*STATED PROBLEM A:* Reproduce word for word the passage of the livery yard thread below, starting at "A friend is" and ending at "flirtygerty (22 March 2013)".

*TEXT TO READ:*
# # # #

# does anyone know any livery yards in newcastle that actually have space?



## nicole_ (22 March 2013)

haha, getting so stressed out with this. currently im in morpeth and im looking to bring one of my horses up from milton keynes. 
We're supposed to be moving closer to newcastle so i dont want anything north of morpeth, which seems to be where all the spaces are 
I'm after part/diy/grass livery ideally

i've tried so far:
most yards north of morpeth, but now i've decided its too far. ie, benridge hagg, gubeon, pigdon etc
lane farm in bedlington - full
white house farm stannington - full
plessey hall - space but wasn't sure about facilities
hack hall - full
ord and sons, holystone farm - full
brenkley stables - full 
i've rang a few more and they all seem to be full! 

brenkley stables said there was one down the road, seven mile farm?? anyone heard of it or have any idea of a number for it? i cant find one anywhere on google

there's got to be something somewhere


----------



## pinklilly (22 March 2013)

A friend is on seven mile and I heard it's full.  My yard is west of newcastle and it's full with a waiting list, I think some yards closed down recently.  Have you looked on livery list and tried the fb groups northern neddies and south tyneside riders?


----------



## flirtygerty (22 March 2013)

Exactly which area are you wanting to be in, North Acomb just off A69 was advertising in last weeks Journal, Hagg Hill, Swalwell usually has places, South Farm, Throckley, usually has places (grazing not the best) all easy travelling from Newcastle


----------



## nicole_ (22 March 2013)

Really want to be north of the Tyne and looking for anywhere between the coast and not too far west of the a1, were looking at moving to longbenton or failing that cramlington as it has okay rail links. So were gunna be around north east Newcastle way really. 
Can't find many details on google for south farm and throckley? 
I've joined north Neddies but you need to be accepted I think. Tried to join north east riders too but the email that's given to get your account activated doesn't work :/


----------



## pinklilly (22 March 2013)

Try south tyneside riders it's the biggest group.  Searching for livery around the north east seems to be like seeking gold dust.


----------



## duckling (24 March 2013)

nicole_ said:



			Tried to join north east riders too but the email that's given to get your account activated doesn't work :/
		
Click to expand...

I had the same thing, email bounced back - does anyone on here know any admins of the forum to get it fixed?


----------



## Claire0706 (25 March 2013)

Hi, I don't have numbers for a these (helpful I know) but try:

Middle Farm - Backworth (ran by Andrew Potts, also has a farm in Benton, Scaffold Hill I think it's called)
Red House Farm - New Hartley
Whitehall Farm - Cramlington
Gloucester Lodge - Blyth/Seaton Sluice
Seaton Lodge - Seaton Sluice...same people run Hall Farm in Seaton Deleval (pretty sure they have spaces)
Prestwick Mill - Ponteland


----------



## Vodkagirly (28 March 2013)

# # # #

*STATED PROBLEM B:* Return each line of the records below that contains the string "tall".

[Data listing]
# # # #

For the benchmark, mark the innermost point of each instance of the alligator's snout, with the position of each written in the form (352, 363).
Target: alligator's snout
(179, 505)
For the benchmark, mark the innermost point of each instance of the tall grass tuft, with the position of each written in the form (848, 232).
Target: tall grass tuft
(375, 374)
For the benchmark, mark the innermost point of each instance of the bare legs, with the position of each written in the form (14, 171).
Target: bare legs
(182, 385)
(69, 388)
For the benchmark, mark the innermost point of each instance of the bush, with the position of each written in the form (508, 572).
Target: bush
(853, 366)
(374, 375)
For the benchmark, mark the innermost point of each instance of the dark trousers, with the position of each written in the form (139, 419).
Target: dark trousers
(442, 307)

# # # #

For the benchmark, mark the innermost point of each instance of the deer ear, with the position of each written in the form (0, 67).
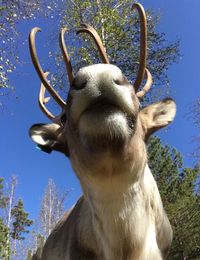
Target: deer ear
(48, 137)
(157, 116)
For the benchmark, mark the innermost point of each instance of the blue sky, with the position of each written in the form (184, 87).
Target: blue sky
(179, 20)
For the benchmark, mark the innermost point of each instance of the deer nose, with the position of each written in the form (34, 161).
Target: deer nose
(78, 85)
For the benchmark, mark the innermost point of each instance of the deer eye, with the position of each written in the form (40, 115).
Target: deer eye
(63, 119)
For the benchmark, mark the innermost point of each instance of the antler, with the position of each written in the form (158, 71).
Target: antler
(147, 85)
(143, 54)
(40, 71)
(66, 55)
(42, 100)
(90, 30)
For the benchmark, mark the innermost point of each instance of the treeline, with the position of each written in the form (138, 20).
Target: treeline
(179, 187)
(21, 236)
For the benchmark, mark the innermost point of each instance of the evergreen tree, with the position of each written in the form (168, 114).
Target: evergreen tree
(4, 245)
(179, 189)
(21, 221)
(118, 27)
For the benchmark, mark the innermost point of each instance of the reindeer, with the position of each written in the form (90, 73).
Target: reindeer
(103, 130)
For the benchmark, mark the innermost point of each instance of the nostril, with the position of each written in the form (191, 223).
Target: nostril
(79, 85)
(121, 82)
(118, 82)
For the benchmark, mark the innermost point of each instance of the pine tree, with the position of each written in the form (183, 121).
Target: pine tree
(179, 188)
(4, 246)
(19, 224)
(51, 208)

# # # #

*TASK RESULT A:*
A friend is on seven mile and I heard it's full.  My yard is west of newcastle and it's full with a waiting list, I think some yards closed down recently.  Have you looked on livery list and tried the fb groups northern neddies and south tyneside riders?


----------



## flirtygerty (22 March 2013)

*TASK RESULT B:*
For the benchmark, mark the innermost point of each instance of the tall grass tuft, with the position of each written in the form (848, 232).
Target: tall grass tuft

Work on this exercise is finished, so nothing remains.